[WHAT IS REQUIRED] Restate the lines word for word, from the one containing "Target: ice serac" through the last line of the entries below, without any other lines.

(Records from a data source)

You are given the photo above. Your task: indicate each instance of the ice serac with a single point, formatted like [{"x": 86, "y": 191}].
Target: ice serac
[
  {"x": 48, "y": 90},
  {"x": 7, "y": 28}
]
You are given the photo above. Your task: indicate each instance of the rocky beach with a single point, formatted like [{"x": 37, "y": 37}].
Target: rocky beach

[RESULT FOR THIS EXERCISE]
Target: ice serac
[
  {"x": 48, "y": 90},
  {"x": 7, "y": 28}
]
You are given the photo above. Your task: indicate each instance of the rocky beach with a single point, formatted like [{"x": 37, "y": 37}].
Target: rocky beach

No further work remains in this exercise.